[start DOCUMENT EXTRACT]

Chiune Sugihara (杉原 千畝 Sugihara Chiune?, 1 January 1900 – 31 July 1986
45 years after the Soviet invasion of Lithuania, Chiune was asked his reasons for issuing visas to the Jews. Sugihara explained that the refugees were human beings, and that they simply needed help.
“You want to know about my motivation, don’t you? Well. It is the kind of sentiments anyone would have when he actually sees refugees face to face, begging with tears in their eyes. He just cannot help but sympathize with them.
Among the refugees were the elderly and women. They were so desperate that they went so far as to kiss my shoes, Yes, I actually witnessed such scenes with my own eyes. Also, I felt at that time, that the Japanese government did not have any uniform opinion in Tokyo. Some Japanese military leaders were just scared because of the pressure from the Nazis; while other officials in the Home Ministry were simply ambivalent.
People in Tokyo were not united. I felt it silly to deal with them. So, I made up my mind not to wait for their reply. I knew that somebody would surely complain about me in the future. But, I myself thought this would be the right thing to do.

[end DOCUMENT EXTRACT]

▶ CHALLENGE A
Convert the entries below into a JSON list of strings, with one string per line and blank lines left out. Begin at the line that contains "find the green" and stop after the final line of the entries.

[start PROVIDED DATA]

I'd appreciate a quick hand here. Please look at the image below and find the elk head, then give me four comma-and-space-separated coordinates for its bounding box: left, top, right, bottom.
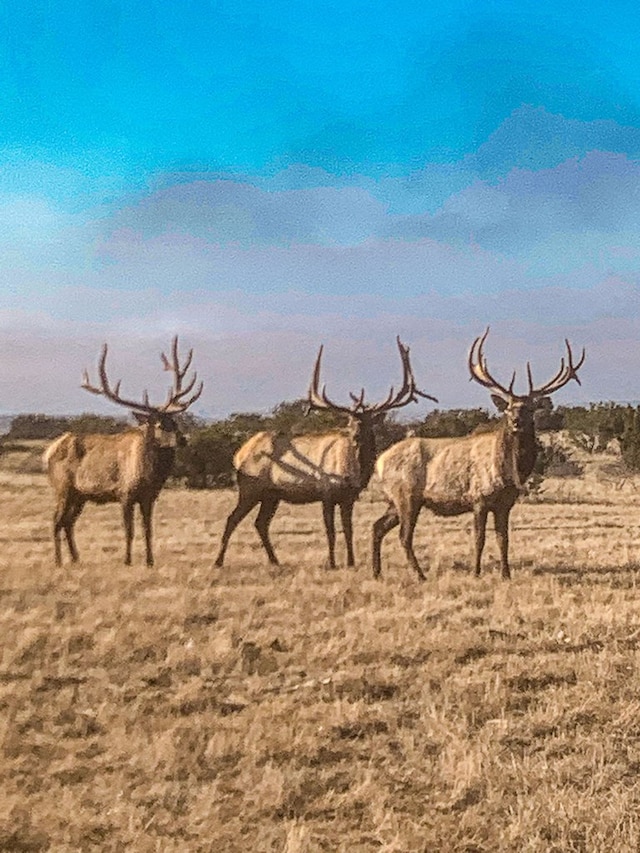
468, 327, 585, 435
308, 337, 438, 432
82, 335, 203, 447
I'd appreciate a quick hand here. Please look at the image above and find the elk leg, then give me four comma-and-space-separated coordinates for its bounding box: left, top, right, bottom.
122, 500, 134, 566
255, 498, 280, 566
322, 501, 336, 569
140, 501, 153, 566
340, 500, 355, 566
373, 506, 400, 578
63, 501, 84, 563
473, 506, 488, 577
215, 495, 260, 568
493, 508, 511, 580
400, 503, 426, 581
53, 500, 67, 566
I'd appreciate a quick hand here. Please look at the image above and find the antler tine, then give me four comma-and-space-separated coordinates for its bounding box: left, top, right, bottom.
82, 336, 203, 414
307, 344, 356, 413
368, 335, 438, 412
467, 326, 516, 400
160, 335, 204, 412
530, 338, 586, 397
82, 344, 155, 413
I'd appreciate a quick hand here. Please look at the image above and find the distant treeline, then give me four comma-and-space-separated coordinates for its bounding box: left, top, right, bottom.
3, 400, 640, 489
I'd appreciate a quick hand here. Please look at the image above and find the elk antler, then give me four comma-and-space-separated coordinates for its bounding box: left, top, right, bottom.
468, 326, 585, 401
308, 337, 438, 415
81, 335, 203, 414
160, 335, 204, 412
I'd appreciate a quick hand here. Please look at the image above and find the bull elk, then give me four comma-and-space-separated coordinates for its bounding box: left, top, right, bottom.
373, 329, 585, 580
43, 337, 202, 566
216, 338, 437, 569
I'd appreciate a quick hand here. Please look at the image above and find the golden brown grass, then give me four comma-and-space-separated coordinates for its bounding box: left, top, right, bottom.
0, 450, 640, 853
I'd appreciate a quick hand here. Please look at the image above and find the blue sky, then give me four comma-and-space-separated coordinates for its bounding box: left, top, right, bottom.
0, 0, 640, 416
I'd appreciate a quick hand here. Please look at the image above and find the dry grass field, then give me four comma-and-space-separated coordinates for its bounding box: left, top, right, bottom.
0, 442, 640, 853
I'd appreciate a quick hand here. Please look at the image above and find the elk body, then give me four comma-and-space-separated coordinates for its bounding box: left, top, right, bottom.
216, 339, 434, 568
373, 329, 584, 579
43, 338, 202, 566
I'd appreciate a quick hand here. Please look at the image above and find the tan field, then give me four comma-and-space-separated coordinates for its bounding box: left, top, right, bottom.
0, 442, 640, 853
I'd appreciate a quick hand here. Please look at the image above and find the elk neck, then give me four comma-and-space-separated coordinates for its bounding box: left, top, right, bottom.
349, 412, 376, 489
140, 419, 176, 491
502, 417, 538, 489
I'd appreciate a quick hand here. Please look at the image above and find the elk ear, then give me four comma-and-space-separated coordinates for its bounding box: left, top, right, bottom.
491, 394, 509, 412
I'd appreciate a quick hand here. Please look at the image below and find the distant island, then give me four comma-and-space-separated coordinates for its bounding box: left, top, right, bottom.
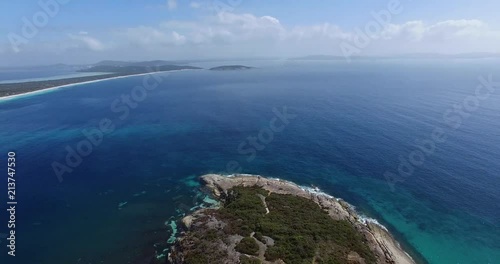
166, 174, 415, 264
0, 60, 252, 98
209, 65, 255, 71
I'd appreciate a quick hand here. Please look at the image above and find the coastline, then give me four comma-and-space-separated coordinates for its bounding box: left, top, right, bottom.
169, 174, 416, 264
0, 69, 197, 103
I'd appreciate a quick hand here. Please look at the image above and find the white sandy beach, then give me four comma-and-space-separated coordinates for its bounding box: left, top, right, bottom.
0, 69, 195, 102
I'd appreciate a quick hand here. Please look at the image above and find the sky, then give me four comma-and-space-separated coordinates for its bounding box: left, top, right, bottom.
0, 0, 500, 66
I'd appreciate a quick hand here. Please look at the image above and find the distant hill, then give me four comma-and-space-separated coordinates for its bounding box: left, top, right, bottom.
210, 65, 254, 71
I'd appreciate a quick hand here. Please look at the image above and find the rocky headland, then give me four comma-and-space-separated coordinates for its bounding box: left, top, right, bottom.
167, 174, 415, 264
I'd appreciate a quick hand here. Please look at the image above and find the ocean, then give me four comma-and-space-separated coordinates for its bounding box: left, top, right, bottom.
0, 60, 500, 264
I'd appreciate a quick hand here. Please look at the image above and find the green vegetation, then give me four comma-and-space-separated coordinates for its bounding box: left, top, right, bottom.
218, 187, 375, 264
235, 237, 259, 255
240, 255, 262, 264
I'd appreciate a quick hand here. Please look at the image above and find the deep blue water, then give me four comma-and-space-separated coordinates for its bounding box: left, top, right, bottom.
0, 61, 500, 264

[end PROVIDED DATA]

▶ CHALLENGE B
Reproduce a passage from the Chiune Sugihara text word for word, beginning at the words "Chiune Sugihara (杉原" and stopping after "simply needed help.".

▶ WRITTEN REPLY A
[
  "I'd appreciate a quick hand here. Please look at the image above and find the green vegetation, then give me four comma-and-space-separated coordinates for its bounding box: left, top, right, bottom.",
  "218, 187, 375, 264",
  "235, 237, 259, 255",
  "240, 255, 262, 264",
  "I'd appreciate a quick hand here. Please look at the image above and find the deep blue water, then give me four comma-and-space-separated coordinates for its bounding box: left, top, right, bottom.",
  "0, 61, 500, 264"
]

▶ WRITTEN REPLY B
Chiune Sugihara (杉原 千畝 Sugihara Chiune?, 1 January 1900 – 31 July 1986
45 years after the Soviet invasion of Lithuania, Chiune was asked his reasons for issuing visas to the Jews. Sugihara explained that the refugees were human beings, and that they simply needed help.